— Your objective —
Set down a faithful copy of every record below, with no images.
═════ Record set ═════
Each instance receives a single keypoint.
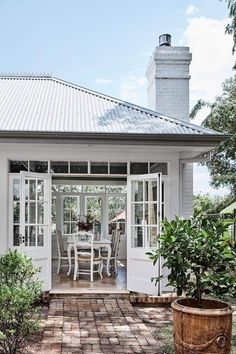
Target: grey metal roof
(48, 104)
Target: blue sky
(105, 44)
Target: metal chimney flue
(165, 40)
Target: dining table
(99, 243)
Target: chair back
(60, 246)
(115, 242)
(83, 244)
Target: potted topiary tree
(202, 265)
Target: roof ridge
(135, 106)
(26, 75)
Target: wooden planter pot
(202, 330)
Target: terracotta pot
(202, 330)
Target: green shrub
(19, 290)
(199, 256)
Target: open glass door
(35, 222)
(143, 230)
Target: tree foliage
(199, 256)
(231, 27)
(205, 204)
(19, 290)
(222, 118)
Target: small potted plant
(202, 264)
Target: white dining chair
(115, 245)
(87, 255)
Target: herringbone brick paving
(91, 326)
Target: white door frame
(139, 268)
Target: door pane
(40, 235)
(151, 190)
(137, 214)
(136, 236)
(151, 236)
(32, 236)
(40, 189)
(16, 189)
(32, 189)
(151, 213)
(32, 213)
(16, 234)
(40, 213)
(16, 212)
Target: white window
(71, 210)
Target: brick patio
(100, 326)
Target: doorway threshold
(88, 291)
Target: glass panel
(16, 212)
(32, 213)
(136, 236)
(119, 168)
(137, 168)
(66, 228)
(26, 212)
(40, 213)
(94, 207)
(137, 191)
(99, 167)
(151, 213)
(159, 167)
(26, 189)
(151, 190)
(151, 236)
(17, 166)
(40, 189)
(26, 235)
(94, 189)
(137, 214)
(32, 189)
(40, 236)
(116, 189)
(66, 215)
(32, 236)
(39, 166)
(78, 167)
(116, 214)
(73, 227)
(59, 166)
(16, 234)
(53, 214)
(16, 189)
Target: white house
(62, 145)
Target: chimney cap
(165, 40)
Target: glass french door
(143, 231)
(32, 220)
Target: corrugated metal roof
(48, 104)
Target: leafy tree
(205, 204)
(222, 118)
(199, 256)
(231, 27)
(19, 290)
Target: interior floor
(61, 283)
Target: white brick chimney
(168, 79)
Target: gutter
(112, 138)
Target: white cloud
(212, 57)
(191, 10)
(131, 89)
(201, 182)
(103, 81)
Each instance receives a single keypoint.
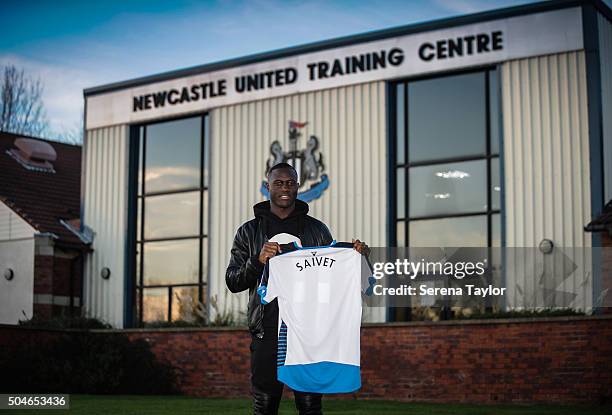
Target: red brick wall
(52, 276)
(561, 360)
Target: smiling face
(283, 187)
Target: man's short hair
(282, 166)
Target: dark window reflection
(172, 155)
(494, 111)
(155, 304)
(448, 188)
(452, 141)
(171, 262)
(495, 184)
(400, 133)
(447, 117)
(468, 231)
(401, 193)
(176, 214)
(172, 220)
(185, 303)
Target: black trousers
(266, 389)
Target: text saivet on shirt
(319, 301)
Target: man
(280, 220)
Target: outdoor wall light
(105, 273)
(546, 246)
(9, 274)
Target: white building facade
(515, 99)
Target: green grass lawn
(166, 405)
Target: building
(41, 248)
(491, 129)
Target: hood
(262, 210)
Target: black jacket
(244, 269)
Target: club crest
(308, 162)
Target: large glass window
(171, 231)
(447, 167)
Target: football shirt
(319, 300)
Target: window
(446, 164)
(171, 218)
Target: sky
(71, 45)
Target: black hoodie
(244, 269)
(273, 225)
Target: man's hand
(268, 251)
(361, 247)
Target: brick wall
(560, 360)
(606, 274)
(52, 276)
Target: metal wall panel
(546, 163)
(12, 226)
(605, 61)
(105, 211)
(350, 125)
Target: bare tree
(21, 106)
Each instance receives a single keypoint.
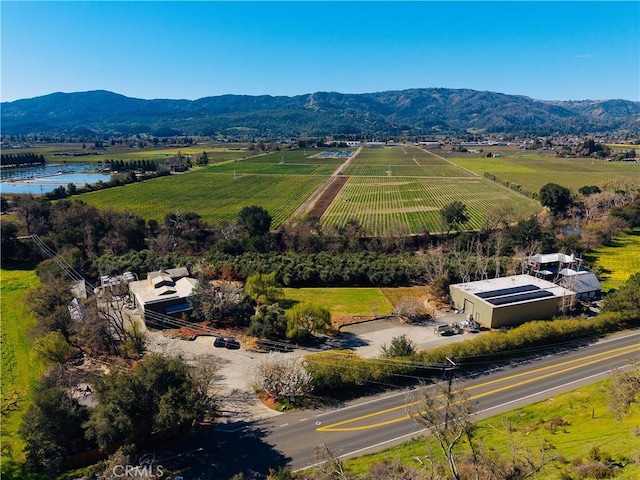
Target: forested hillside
(410, 112)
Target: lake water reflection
(43, 179)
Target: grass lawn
(617, 261)
(571, 425)
(344, 302)
(20, 367)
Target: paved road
(379, 422)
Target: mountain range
(425, 111)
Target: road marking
(419, 432)
(597, 357)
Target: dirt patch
(330, 193)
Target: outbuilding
(510, 301)
(163, 293)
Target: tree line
(21, 159)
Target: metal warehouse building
(509, 301)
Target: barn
(510, 301)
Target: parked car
(227, 342)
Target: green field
(20, 367)
(617, 261)
(534, 170)
(402, 189)
(52, 152)
(412, 205)
(402, 162)
(344, 302)
(571, 425)
(390, 190)
(215, 197)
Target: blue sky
(544, 50)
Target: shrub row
(513, 186)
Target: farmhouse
(549, 265)
(510, 301)
(164, 292)
(585, 284)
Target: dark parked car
(226, 342)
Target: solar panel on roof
(521, 297)
(508, 291)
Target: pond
(45, 178)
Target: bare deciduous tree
(445, 410)
(282, 375)
(625, 388)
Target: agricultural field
(344, 302)
(215, 197)
(280, 182)
(411, 205)
(74, 153)
(401, 189)
(617, 261)
(402, 161)
(21, 368)
(574, 425)
(534, 170)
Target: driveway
(240, 404)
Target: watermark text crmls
(138, 471)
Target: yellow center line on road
(582, 362)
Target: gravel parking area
(239, 402)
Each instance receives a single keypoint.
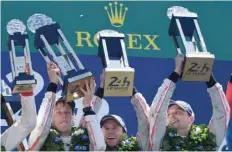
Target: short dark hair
(63, 101)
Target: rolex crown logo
(116, 14)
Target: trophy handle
(60, 48)
(105, 52)
(47, 60)
(28, 57)
(49, 48)
(70, 49)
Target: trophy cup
(48, 35)
(21, 66)
(8, 114)
(119, 78)
(199, 62)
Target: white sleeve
(44, 121)
(21, 128)
(221, 113)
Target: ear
(192, 118)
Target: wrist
(178, 71)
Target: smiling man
(113, 127)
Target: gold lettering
(133, 40)
(151, 40)
(83, 36)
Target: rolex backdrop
(150, 48)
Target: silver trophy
(21, 66)
(119, 79)
(199, 62)
(48, 35)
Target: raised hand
(88, 93)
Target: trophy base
(198, 66)
(119, 81)
(24, 83)
(74, 82)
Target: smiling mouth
(174, 121)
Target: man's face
(112, 132)
(62, 117)
(178, 118)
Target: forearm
(229, 95)
(14, 135)
(142, 112)
(39, 134)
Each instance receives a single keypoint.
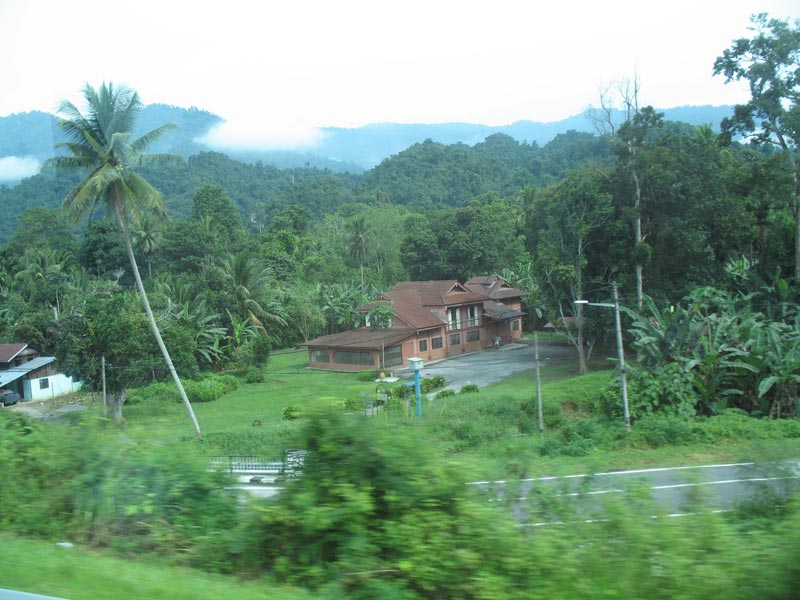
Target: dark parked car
(8, 397)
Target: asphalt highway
(674, 490)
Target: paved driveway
(491, 366)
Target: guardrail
(260, 471)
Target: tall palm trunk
(123, 224)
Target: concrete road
(491, 366)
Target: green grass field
(82, 574)
(482, 430)
(488, 434)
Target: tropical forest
(179, 284)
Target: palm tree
(100, 143)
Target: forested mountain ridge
(426, 176)
(34, 135)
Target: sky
(277, 71)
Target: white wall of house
(45, 388)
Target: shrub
(254, 376)
(208, 389)
(211, 388)
(290, 413)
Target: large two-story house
(430, 320)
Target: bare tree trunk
(796, 215)
(637, 234)
(123, 223)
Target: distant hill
(369, 145)
(27, 139)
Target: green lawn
(81, 574)
(287, 383)
(472, 429)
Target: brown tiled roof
(498, 310)
(408, 307)
(440, 293)
(9, 351)
(363, 338)
(494, 287)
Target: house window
(352, 357)
(393, 357)
(454, 318)
(320, 356)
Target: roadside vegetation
(697, 230)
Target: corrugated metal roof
(494, 287)
(9, 351)
(440, 293)
(15, 373)
(361, 339)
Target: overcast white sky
(276, 70)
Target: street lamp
(620, 351)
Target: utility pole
(621, 357)
(538, 383)
(620, 350)
(103, 369)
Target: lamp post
(416, 365)
(620, 351)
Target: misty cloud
(16, 168)
(250, 134)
═════
— Exercise response —
Each instance receives a single keypoint.
Target: grey metal roof
(48, 104)
Target: blue sky
(105, 44)
Target: metal chimney flue
(165, 40)
Target: dining table
(99, 243)
Target: chair back
(60, 246)
(115, 242)
(83, 244)
Target: potted topiary tree
(202, 265)
Target: roof ridge
(135, 106)
(26, 75)
Target: wooden planter pot
(202, 330)
Target: terracotta pot
(202, 330)
Target: green shrub
(19, 290)
(199, 256)
Target: open glass door
(35, 222)
(143, 230)
Target: tree foliage
(199, 256)
(231, 27)
(205, 204)
(19, 290)
(222, 118)
Target: small potted plant
(202, 264)
Target: white dining chair
(115, 245)
(87, 255)
Target: herringbone brick paving
(91, 326)
Target: white door frame
(139, 268)
Target: door pane
(40, 235)
(151, 190)
(137, 214)
(136, 236)
(151, 236)
(32, 236)
(40, 189)
(16, 189)
(32, 189)
(151, 213)
(32, 213)
(16, 234)
(40, 213)
(16, 212)
Target: white window
(71, 210)
Target: brick patio
(100, 326)
Target: doorway threshold
(88, 291)
Target: glass panel
(16, 212)
(32, 213)
(136, 236)
(119, 168)
(137, 168)
(66, 228)
(26, 212)
(40, 213)
(94, 207)
(137, 191)
(99, 167)
(151, 213)
(159, 167)
(26, 189)
(151, 190)
(151, 236)
(17, 166)
(40, 189)
(26, 235)
(94, 189)
(137, 214)
(32, 189)
(40, 236)
(116, 189)
(66, 215)
(32, 236)
(39, 166)
(78, 167)
(116, 214)
(73, 227)
(59, 166)
(16, 234)
(53, 214)
(16, 189)
Target: white house
(62, 145)
Target: chimney cap
(165, 40)
Target: glass french door
(143, 231)
(32, 220)
Target: corrugated metal roof
(48, 104)
Target: leafy tree
(205, 204)
(222, 118)
(199, 256)
(231, 27)
(19, 290)
Target: interior floor
(61, 283)
Target: white brick chimney
(168, 79)
Target: gutter
(112, 138)
Target: white cloud
(212, 57)
(191, 10)
(131, 89)
(201, 182)
(103, 81)
Each instance receives a single keypoint.
Target: red brick wall
(52, 276)
(561, 360)
Target: smiling face
(283, 187)
Target: man's short hair
(282, 166)
Target: dark window reflection
(172, 155)
(494, 111)
(155, 304)
(448, 188)
(452, 141)
(171, 262)
(495, 184)
(400, 133)
(447, 117)
(468, 231)
(401, 193)
(176, 214)
(172, 220)
(185, 303)
Target: black trousers
(266, 389)
Target: text saivet on shirt
(319, 301)
Target: man
(280, 220)
Target: outdoor wall light
(105, 273)
(546, 246)
(9, 274)
Target: white building facade
(515, 99)
Target: green grass lawn
(166, 405)
Target: building
(41, 248)
(491, 129)
Target: hood
(262, 210)
Target: black jacket
(244, 269)
Target: club crest
(308, 162)
Target: large glass window
(171, 231)
(447, 167)
Target: football shirt
(319, 300)
Target: window
(446, 164)
(171, 218)
Target: sky
(71, 45)
Target: black hoodie
(244, 269)
(273, 225)
Target: man's hand
(268, 251)
(361, 247)
Target: brick wall
(560, 360)
(606, 274)
(52, 276)
Target: metal wall panel
(546, 163)
(12, 226)
(605, 61)
(105, 211)
(350, 125)
Target: bare tree
(21, 106)
Each instance receives a single keypoint.
Target: forested hillside
(410, 112)
Target: lake water reflection
(43, 179)
Target: grass lawn
(617, 261)
(571, 425)
(344, 302)
(20, 367)
Target: paved road
(379, 422)
Target: mountain range
(425, 111)
Target: road marking
(419, 432)
(597, 357)
Target: dirt patch
(330, 193)
Target: outbuilding
(510, 301)
(163, 293)
Target: tree line
(21, 159)
Target: metal warehouse building
(509, 301)
Target: barn
(510, 301)
Target: parked car
(227, 342)
Target: green field
(20, 367)
(617, 261)
(534, 170)
(402, 189)
(52, 152)
(412, 205)
(402, 162)
(344, 302)
(571, 425)
(390, 190)
(215, 197)
Target: blue sky
(544, 50)
Target: shrub row
(513, 186)
Target: farmhouse
(549, 265)
(510, 301)
(164, 292)
(585, 284)
Target: dark parked car
(226, 342)
Target: solar panel on roof
(521, 297)
(508, 291)
Target: pond
(45, 178)
Target: bare deciduous tree
(445, 410)
(282, 375)
(625, 388)
Target: agricultural field
(344, 302)
(215, 197)
(280, 182)
(411, 205)
(74, 153)
(401, 189)
(617, 261)
(402, 161)
(21, 368)
(574, 425)
(534, 170)
Target: driveway
(240, 404)
Target: watermark text crmls
(138, 471)
Target: yellow center line on road
(582, 362)
Target: gravel parking area
(239, 402)
Each instance receives a single keypoint.
Target: short dark hair
(63, 101)
Target: rolex crown logo
(116, 14)
Target: trophy handle
(60, 48)
(105, 52)
(47, 60)
(28, 57)
(49, 48)
(70, 49)
Target: trophy cup
(48, 35)
(21, 66)
(8, 114)
(119, 78)
(199, 62)
Target: white sleeve
(44, 121)
(21, 128)
(221, 113)
Target: ear
(192, 118)
Target: wrist
(178, 71)
Target: smiling man
(113, 127)
Target: gold lettering
(133, 40)
(151, 40)
(83, 36)
Target: rolex backdrop
(150, 48)
Target: silver trophy
(21, 66)
(119, 79)
(199, 62)
(48, 35)
Target: raised hand
(88, 93)
Target: trophy base
(198, 66)
(119, 81)
(24, 83)
(74, 82)
Target: smiling mouth
(174, 121)
Target: man's face
(112, 132)
(62, 117)
(178, 118)
Target: forearm
(229, 95)
(14, 135)
(142, 112)
(39, 134)
Each instance receives a single keypoint.
Target: dark parked car
(8, 397)
Target: asphalt highway
(674, 490)
Target: paved driveway
(491, 366)
Target: guardrail
(260, 471)
Target: tall palm trunk
(123, 224)
Target: concrete road
(491, 366)
Target: green grass field
(82, 574)
(482, 430)
(488, 434)
Target: tropical forest
(179, 284)
Target: palm tree
(100, 143)
Target: forested mountain ridge
(426, 176)
(34, 135)
Target: sky
(277, 71)
Target: white wall of house
(45, 388)
Target: shrub
(254, 376)
(208, 389)
(211, 388)
(290, 413)
Target: large two-story house
(430, 320)
Target: bare tree trunk
(796, 215)
(637, 234)
(123, 223)
Target: distant hill
(369, 145)
(27, 139)
Target: green lawn
(81, 574)
(287, 383)
(472, 429)
Target: brown tiled roof
(498, 310)
(408, 307)
(440, 293)
(9, 351)
(363, 338)
(494, 287)
Target: house window
(352, 357)
(393, 357)
(454, 318)
(320, 356)
Target: roadside vegetation
(697, 230)
Target: corrugated metal roof
(494, 287)
(9, 351)
(440, 293)
(15, 373)
(361, 339)
Target: overcast white sky
(276, 70)
Target: street lamp
(620, 351)
Target: utility pole
(621, 357)
(538, 383)
(620, 350)
(103, 369)
Target: lamp post
(416, 365)
(620, 351)
Target: misty cloud
(16, 168)
(250, 134)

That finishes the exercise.